TASK BRIEF:
If a line in the records below holds the word "positive", copy it.

RAW DATA:
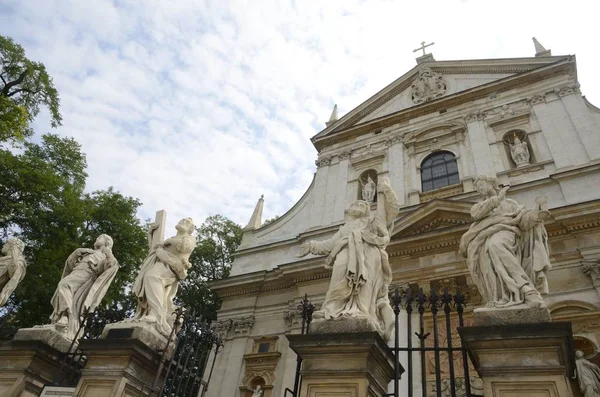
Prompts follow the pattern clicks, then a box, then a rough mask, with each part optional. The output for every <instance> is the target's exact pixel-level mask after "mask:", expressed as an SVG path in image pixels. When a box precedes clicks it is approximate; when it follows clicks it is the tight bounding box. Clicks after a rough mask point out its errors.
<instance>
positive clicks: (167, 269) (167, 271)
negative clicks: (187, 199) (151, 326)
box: [126, 218, 196, 337]
mask: <svg viewBox="0 0 600 397" xmlns="http://www.w3.org/2000/svg"><path fill="white" fill-rule="evenodd" d="M156 227H157V225H153V227H151V228H150V230H149V240H150V241H151V240H152V235H153V233H154V232H155V229H156ZM175 229H176V230H177V234H176V235H175V236H173V237H171V238H168V239H166V240H165V241H163V242H161V243H158V244H155V245H154V247H151V250H150V253H149V254H148V256H147V257H146V259H145V260H144V263H143V264H142V267H141V269H140V272H139V274H138V276H137V278H136V280H135V283H134V284H133V293H134V294H135V296H136V297H137V299H138V306H137V310H136V313H135V317H134V318H133V319H131V320H126V321H144V322H147V323H150V324H154V326H155V328H156V330H157V331H158V332H160V333H161V334H163V335H164V336H167V337H168V336H169V334H170V333H171V329H172V324H171V322H172V321H171V315H172V314H173V312H174V311H175V305H174V304H173V298H174V297H175V294H176V293H177V288H178V286H179V281H180V280H183V279H185V278H186V277H187V271H188V269H190V268H191V266H192V265H191V263H190V262H189V258H190V254H191V253H192V251H193V250H194V248H195V247H196V239H195V238H194V237H193V236H192V233H193V232H194V222H193V221H192V219H191V218H185V219H182V220H181V221H180V222H179V223H178V224H177V225H176V226H175Z"/></svg>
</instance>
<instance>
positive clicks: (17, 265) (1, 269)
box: [0, 238, 27, 306]
mask: <svg viewBox="0 0 600 397" xmlns="http://www.w3.org/2000/svg"><path fill="white" fill-rule="evenodd" d="M24 249H25V243H23V242H22V241H21V240H19V239H18V238H10V239H8V241H6V243H5V244H4V246H2V254H3V255H4V256H0V289H1V291H0V306H4V304H6V301H8V298H9V297H10V295H11V294H12V293H13V291H14V290H15V288H17V285H18V284H19V283H20V282H21V280H23V277H25V268H26V267H27V262H25V257H24V256H23V250H24Z"/></svg>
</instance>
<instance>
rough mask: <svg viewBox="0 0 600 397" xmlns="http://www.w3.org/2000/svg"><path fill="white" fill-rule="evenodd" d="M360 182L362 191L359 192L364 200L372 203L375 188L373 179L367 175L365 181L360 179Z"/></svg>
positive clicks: (372, 200) (374, 194)
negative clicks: (360, 180)
mask: <svg viewBox="0 0 600 397" xmlns="http://www.w3.org/2000/svg"><path fill="white" fill-rule="evenodd" d="M361 184H362V192H361V193H362V194H361V195H362V199H363V200H365V201H366V202H367V203H372V202H373V200H374V199H375V190H376V189H377V186H376V185H375V182H374V181H373V179H372V178H371V176H367V182H366V183H363V182H362V181H361Z"/></svg>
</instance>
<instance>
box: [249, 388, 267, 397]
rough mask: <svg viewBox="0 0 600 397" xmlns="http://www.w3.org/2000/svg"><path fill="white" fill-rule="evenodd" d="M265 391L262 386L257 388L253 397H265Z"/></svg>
mask: <svg viewBox="0 0 600 397" xmlns="http://www.w3.org/2000/svg"><path fill="white" fill-rule="evenodd" d="M264 393H265V391H264V390H263V389H262V386H261V385H258V386H256V389H254V393H252V397H263V395H264Z"/></svg>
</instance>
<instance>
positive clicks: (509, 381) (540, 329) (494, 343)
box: [458, 322, 575, 397]
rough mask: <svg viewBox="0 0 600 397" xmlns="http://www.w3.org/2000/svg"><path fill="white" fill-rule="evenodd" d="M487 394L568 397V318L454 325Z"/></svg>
mask: <svg viewBox="0 0 600 397" xmlns="http://www.w3.org/2000/svg"><path fill="white" fill-rule="evenodd" d="M458 332H459V334H460V336H461V338H462V340H463V342H464V344H465V345H466V347H467V350H468V351H469V356H470V357H471V361H472V362H473V365H474V366H475V369H476V370H477V372H478V373H479V376H480V377H481V378H482V380H483V390H484V395H485V396H486V397H520V396H528V397H533V396H544V397H572V396H573V391H572V389H571V386H570V381H569V378H570V377H572V376H573V373H574V369H575V360H574V358H575V355H574V351H573V333H572V331H571V323H566V322H556V323H538V324H514V325H503V326H490V327H484V326H475V327H463V328H459V329H458Z"/></svg>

ANSWER TO THE EXERCISE:
positive clicks: (167, 269) (167, 271)
positive clicks: (17, 265) (1, 269)
positive clicks: (372, 200) (374, 194)
positive clicks: (509, 381) (540, 329) (494, 343)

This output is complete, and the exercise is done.